Copy out the curiosity passage word for word, from "Thinking about this" to "were unforeseen consequences.".

(Excerpt)

# # # # # # #

Curiosity seems to be an innate quality in not only humans but many other animals as well. When we are young it is our curiosity that drives us to discover and learn about the world. Often this curiosity can lead us to learning lessons the ‘hard way’ and gradually we learn to listen to those around us who are trying to keep us safe.
Curiosity is natural, and can be a good thing, but it can also be a bad thing. There are many examples in human history and culture that show this: the phrase ‘curiosity killed the cat’ warns us that we need to be careful with curiosity and the story of Pandora from ancient Greece is the ultimate warning over curiosity. After all, Zues used Pandora’s innate curiosity to lure her into a trap and allow him to punish humanity. The story teaches us that if she hadn’t have been curious, that the world would not have bad things in it, (I will come back to what lay at the bottom of Pandora’s box later).
Thinking about this led me to think about examples of where curiosity had gone wrong in history. One example I came up with was Rutherford and his discovery of the nucleus of an atom. He was driven by curiosity, like many scientists and wanted to understand more about the world around him, and their is nothing wrong with this; but unfortunately in this case (and many others) there were unforeseen consequences.

# # # # # # #

(Excerpted records)
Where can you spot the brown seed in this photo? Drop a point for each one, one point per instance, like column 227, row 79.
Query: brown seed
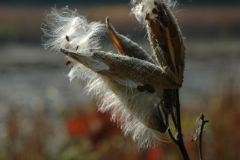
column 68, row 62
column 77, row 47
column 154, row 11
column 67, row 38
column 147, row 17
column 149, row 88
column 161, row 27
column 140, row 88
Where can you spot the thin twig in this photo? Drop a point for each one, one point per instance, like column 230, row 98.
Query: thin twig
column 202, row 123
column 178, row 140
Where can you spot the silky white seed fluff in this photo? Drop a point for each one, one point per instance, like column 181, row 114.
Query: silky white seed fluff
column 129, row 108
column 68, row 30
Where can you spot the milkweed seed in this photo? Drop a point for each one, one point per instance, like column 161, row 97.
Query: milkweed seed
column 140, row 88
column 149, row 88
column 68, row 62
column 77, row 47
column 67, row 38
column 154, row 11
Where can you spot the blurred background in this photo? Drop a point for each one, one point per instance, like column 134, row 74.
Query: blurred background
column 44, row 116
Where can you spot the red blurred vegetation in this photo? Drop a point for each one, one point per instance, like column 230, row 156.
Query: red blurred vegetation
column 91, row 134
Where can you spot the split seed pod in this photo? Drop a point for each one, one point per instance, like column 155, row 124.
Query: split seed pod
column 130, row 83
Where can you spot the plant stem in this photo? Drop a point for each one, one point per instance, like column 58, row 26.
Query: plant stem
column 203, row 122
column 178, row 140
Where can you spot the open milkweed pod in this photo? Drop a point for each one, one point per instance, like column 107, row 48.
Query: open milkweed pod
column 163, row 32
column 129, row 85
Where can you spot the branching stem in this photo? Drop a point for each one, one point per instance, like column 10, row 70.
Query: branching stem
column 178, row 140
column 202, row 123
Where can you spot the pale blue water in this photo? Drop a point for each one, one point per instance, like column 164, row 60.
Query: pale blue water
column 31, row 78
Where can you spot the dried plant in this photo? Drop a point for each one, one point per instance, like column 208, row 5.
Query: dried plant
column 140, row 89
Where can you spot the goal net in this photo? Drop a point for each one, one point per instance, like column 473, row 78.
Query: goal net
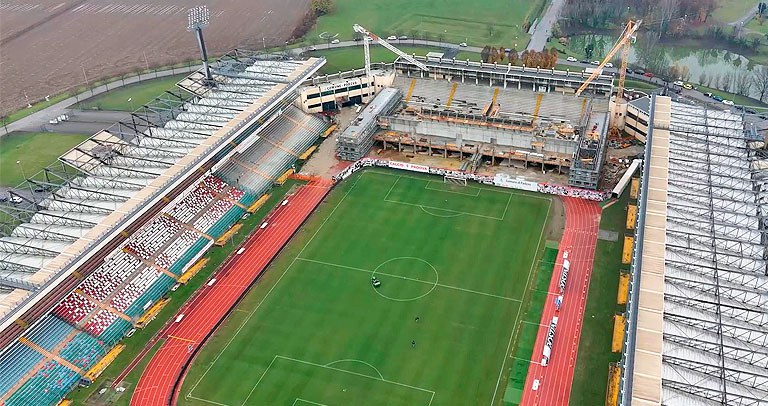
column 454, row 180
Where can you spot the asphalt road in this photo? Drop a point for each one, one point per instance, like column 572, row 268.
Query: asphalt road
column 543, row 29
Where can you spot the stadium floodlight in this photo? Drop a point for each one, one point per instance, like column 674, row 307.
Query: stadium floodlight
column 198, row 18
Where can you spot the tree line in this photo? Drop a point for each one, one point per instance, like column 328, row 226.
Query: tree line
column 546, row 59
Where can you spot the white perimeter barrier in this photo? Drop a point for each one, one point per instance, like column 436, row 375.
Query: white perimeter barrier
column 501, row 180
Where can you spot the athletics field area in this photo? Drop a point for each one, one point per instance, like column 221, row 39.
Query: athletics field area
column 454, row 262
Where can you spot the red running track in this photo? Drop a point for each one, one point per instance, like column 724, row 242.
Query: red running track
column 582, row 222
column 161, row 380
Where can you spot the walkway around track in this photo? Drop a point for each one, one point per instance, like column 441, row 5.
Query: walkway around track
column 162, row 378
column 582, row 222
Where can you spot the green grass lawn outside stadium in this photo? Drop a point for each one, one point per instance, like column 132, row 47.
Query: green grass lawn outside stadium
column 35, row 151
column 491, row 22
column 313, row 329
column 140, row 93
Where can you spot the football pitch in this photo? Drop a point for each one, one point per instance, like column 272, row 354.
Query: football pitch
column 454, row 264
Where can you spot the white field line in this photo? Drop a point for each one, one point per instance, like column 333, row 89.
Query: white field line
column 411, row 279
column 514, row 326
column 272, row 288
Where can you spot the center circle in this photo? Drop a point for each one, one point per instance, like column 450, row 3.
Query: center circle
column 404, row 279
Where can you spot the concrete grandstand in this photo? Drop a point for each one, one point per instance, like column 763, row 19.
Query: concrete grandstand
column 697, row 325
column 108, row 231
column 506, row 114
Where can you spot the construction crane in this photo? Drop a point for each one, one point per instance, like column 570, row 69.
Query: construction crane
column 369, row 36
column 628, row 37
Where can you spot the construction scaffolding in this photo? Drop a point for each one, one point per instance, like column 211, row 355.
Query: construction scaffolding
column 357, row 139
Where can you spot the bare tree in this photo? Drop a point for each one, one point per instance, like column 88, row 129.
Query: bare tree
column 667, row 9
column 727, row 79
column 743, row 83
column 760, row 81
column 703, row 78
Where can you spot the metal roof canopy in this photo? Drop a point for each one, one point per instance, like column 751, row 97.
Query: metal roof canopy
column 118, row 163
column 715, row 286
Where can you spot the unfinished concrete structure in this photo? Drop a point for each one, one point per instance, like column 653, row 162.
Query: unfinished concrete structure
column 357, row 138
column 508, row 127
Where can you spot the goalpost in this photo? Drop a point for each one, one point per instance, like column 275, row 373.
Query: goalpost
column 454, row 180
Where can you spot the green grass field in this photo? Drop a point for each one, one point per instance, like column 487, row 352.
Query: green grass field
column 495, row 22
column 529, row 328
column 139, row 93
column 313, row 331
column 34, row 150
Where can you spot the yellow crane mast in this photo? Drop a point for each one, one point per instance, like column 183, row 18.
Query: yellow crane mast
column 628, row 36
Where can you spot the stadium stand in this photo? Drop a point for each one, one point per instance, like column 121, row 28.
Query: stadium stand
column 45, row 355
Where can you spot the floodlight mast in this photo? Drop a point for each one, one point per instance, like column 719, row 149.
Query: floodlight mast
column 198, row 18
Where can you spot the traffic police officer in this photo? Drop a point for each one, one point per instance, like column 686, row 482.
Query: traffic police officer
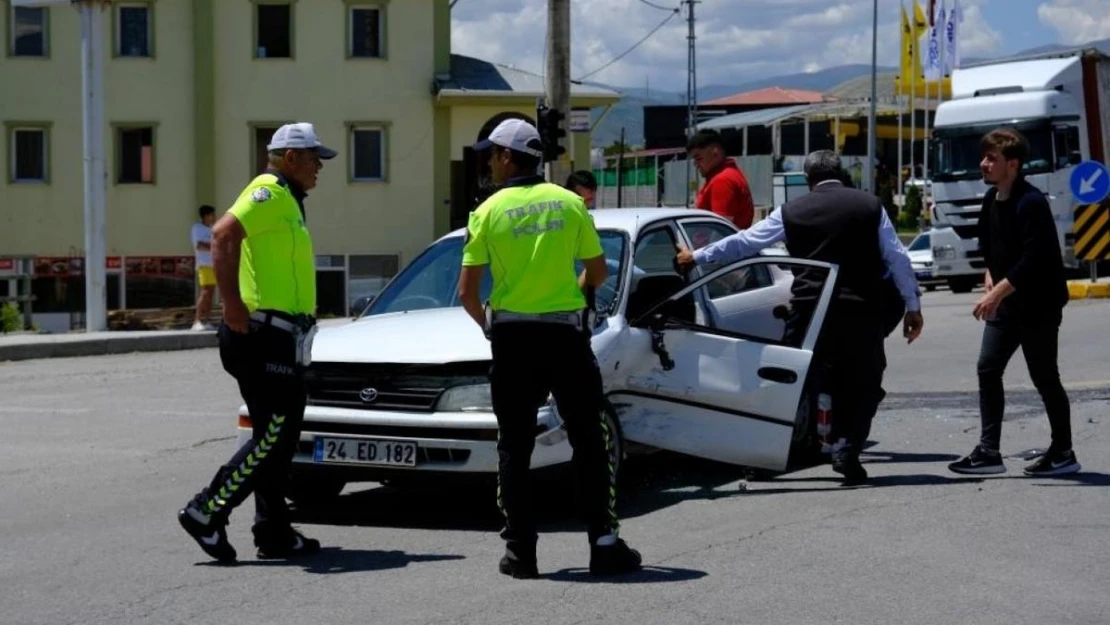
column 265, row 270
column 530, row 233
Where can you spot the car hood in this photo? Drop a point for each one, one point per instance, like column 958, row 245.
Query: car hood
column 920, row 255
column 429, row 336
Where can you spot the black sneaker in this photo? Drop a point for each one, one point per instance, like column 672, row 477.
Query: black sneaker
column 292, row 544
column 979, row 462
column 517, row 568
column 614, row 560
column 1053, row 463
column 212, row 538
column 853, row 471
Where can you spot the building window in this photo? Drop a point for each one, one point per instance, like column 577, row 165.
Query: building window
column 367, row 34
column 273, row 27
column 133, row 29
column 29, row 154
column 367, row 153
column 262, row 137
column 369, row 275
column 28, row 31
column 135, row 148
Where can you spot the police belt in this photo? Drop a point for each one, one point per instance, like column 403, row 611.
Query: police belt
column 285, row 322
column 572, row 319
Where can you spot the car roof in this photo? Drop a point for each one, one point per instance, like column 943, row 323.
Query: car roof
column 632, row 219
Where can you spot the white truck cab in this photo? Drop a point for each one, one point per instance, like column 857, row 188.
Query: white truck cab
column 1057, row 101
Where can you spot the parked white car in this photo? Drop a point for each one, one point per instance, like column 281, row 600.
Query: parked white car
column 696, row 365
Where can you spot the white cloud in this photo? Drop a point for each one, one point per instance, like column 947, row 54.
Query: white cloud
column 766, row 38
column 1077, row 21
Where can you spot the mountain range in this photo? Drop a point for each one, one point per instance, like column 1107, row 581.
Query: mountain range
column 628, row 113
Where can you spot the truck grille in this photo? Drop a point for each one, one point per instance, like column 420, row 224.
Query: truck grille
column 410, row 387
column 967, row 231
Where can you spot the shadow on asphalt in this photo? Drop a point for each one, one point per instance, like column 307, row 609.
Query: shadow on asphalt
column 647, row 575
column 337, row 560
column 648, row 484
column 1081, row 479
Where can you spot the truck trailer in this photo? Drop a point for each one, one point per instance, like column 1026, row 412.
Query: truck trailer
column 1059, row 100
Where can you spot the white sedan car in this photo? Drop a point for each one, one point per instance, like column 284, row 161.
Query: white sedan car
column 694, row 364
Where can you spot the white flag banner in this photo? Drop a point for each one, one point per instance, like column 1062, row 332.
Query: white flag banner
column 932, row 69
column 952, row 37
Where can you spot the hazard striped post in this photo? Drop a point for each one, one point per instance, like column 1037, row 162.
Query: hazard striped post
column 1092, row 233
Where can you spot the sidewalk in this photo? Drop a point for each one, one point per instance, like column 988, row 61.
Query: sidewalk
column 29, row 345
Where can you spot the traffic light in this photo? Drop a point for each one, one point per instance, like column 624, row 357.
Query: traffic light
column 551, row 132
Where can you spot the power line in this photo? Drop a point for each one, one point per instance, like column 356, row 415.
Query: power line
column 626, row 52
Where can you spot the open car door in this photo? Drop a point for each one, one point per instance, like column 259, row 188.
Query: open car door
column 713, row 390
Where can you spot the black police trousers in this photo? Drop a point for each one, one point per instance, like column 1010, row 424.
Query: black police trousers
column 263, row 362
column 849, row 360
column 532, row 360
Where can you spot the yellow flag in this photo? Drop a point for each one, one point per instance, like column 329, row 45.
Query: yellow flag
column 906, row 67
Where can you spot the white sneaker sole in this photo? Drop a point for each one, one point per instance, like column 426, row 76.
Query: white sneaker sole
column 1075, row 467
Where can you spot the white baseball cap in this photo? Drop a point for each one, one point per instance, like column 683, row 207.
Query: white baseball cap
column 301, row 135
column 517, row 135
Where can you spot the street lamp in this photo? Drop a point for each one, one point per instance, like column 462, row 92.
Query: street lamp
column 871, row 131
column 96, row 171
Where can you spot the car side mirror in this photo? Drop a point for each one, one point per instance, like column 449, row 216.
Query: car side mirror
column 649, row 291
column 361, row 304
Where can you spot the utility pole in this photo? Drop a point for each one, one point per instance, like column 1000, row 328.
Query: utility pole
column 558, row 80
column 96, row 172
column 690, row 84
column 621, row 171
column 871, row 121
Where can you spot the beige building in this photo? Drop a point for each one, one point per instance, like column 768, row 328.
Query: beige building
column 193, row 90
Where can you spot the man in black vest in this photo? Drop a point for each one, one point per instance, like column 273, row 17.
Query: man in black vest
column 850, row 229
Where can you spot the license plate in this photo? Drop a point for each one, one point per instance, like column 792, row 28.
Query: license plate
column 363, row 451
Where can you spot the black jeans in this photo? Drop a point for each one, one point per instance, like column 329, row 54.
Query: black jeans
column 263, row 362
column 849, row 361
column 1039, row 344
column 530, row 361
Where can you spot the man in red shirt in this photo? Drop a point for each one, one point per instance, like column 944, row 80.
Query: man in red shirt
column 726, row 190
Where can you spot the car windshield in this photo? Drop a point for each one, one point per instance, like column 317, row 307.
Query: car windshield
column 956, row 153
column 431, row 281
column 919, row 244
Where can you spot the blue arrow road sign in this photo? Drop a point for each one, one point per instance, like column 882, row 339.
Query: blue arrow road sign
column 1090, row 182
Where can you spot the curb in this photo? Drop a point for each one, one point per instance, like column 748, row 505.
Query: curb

# # # # # # #

(Exercise result)
Thinking about this led me to think about examples of where curiosity had gone wrong in history. One example I came up with was Rutherford and his discovery of the nucleus of an atom. He was driven by curiosity, like many scientists and wanted to understand more about the world around him, and their is nothing wrong with this; but unfortunately in this case (and many others) there were unforeseen consequences.